═══ SUPPLIED DATA ═══

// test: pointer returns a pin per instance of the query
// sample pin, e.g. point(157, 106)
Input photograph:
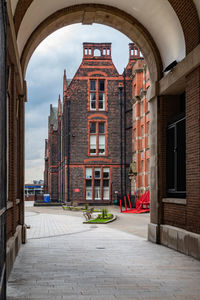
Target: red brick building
point(89, 147)
point(141, 122)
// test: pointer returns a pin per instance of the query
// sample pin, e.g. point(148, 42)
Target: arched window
point(97, 52)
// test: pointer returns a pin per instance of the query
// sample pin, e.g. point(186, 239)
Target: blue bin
point(46, 198)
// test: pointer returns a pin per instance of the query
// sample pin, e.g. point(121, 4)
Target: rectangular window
point(97, 94)
point(175, 158)
point(101, 144)
point(93, 101)
point(141, 108)
point(88, 183)
point(92, 85)
point(101, 101)
point(97, 183)
point(101, 85)
point(97, 138)
point(105, 183)
point(92, 127)
point(93, 145)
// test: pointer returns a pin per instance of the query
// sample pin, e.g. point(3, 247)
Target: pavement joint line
point(59, 235)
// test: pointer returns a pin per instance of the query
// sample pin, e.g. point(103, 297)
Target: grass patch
point(72, 208)
point(101, 220)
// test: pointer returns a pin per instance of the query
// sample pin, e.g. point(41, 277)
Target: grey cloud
point(61, 50)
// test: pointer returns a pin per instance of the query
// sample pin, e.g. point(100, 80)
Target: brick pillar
point(3, 150)
point(193, 150)
point(153, 228)
point(12, 148)
point(21, 166)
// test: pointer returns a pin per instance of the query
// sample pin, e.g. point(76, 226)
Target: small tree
point(104, 213)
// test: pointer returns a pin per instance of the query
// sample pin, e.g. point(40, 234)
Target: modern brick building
point(173, 38)
point(89, 147)
point(141, 125)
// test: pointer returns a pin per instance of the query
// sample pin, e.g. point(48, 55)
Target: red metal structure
point(142, 205)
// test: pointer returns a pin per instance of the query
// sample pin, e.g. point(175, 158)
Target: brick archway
point(102, 14)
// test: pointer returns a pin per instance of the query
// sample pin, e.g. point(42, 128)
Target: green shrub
point(104, 213)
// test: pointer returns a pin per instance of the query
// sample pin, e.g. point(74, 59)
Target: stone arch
point(102, 14)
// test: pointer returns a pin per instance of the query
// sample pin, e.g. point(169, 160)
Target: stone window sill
point(180, 201)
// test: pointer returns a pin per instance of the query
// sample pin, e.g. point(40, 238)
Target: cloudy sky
point(61, 50)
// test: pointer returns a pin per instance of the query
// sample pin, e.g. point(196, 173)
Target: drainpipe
point(68, 149)
point(125, 132)
point(121, 145)
point(3, 148)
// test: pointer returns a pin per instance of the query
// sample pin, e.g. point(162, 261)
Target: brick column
point(12, 148)
point(3, 151)
point(193, 150)
point(153, 228)
point(21, 164)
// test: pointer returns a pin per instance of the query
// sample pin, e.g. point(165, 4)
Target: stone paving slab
point(65, 259)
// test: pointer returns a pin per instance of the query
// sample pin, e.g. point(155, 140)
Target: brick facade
point(69, 157)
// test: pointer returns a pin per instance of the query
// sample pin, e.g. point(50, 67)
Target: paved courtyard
point(66, 259)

═══

- [WHAT IS BEING ASKED] Write out the data word for word, with every picture dropped.

- [ANSWER FOR THIS EXERCISE]
// test: pointer returns a pin per instance of the query
// sample pin, e.g. point(157, 106)
Input photograph:
Target: red brick building
point(89, 147)
point(141, 122)
// test: pointer returns a pin per instance of the query
// sample pin, e.g. point(148, 42)
Target: arched window
point(97, 52)
// test: pointer returns a pin per instance of the query
// sample pin, e.g. point(186, 239)
Target: blue bin
point(46, 198)
// test: pointer returns a pin per instance of the query
// sample pin, e.g. point(121, 4)
Target: rectangular window
point(97, 94)
point(175, 158)
point(101, 144)
point(93, 101)
point(141, 108)
point(88, 183)
point(92, 85)
point(101, 101)
point(97, 183)
point(101, 85)
point(97, 138)
point(105, 183)
point(92, 127)
point(93, 145)
// test: pointer returns a pin per instance of the query
// sample pin, e.g. point(3, 247)
Target: pavement joint line
point(59, 235)
// test: pointer returns a pin per instance of the query
// sample pin, e.g. point(103, 297)
Target: grass patch
point(72, 208)
point(101, 220)
// test: pointer returns a pin per instance of the query
// sample pin, e.g. point(41, 277)
Target: grey cloud
point(61, 50)
// test: pointer returns a pin per instance of the query
// sample pin, e.g. point(100, 80)
Target: brick pillar
point(3, 150)
point(193, 150)
point(153, 228)
point(12, 148)
point(21, 166)
// test: pointer returns a pin per instance of the query
// sample pin, e.g. point(76, 226)
Target: small tree
point(104, 213)
// test: pointer returns a pin per instance of the query
// sample pin, e.g. point(40, 234)
Target: modern brick building
point(173, 38)
point(89, 147)
point(141, 125)
// test: pointer returns a pin per instance of the query
// sample pin, e.g. point(48, 55)
Target: red metal structure
point(142, 205)
// test: pointer returns a pin per instance of the query
// sample pin, e.g. point(175, 158)
Target: brick archway
point(102, 14)
// test: pointer returns a pin per instance of the query
// sample pin, e.g. point(42, 128)
Target: green shrub
point(104, 213)
// test: pointer returns a pin per instance of the query
// sample pin, e.g. point(74, 59)
Target: stone arch
point(102, 14)
// test: pointer returns a pin per instance of the query
// sample pin, e.g. point(169, 160)
Target: stone window sill
point(180, 201)
// test: pointer returns a pin per instance of the query
// sample pin, e.g. point(40, 238)
Target: cloudy sky
point(61, 50)
// test: pointer returns a pin per instance of the query
// sample pin, e.g. point(196, 173)
Target: drainpipe
point(68, 149)
point(125, 132)
point(121, 145)
point(3, 148)
// test: pointer returns a pin per instance of the query
// sample pin, e.g. point(162, 261)
Target: brick column
point(12, 148)
point(3, 151)
point(193, 150)
point(153, 228)
point(21, 164)
// test: pointer returns a pin per instance of the query
// sample pin, e.g. point(165, 4)
Target: stone paving slab
point(65, 259)
// test: pointer returns a pin per instance of the query
// sample pin, e.g. point(155, 140)
Target: brick facade
point(69, 157)
// test: pointer returns a pin per instance of the query
// sample pin, e.g. point(50, 67)
Target: paved courtyard
point(66, 259)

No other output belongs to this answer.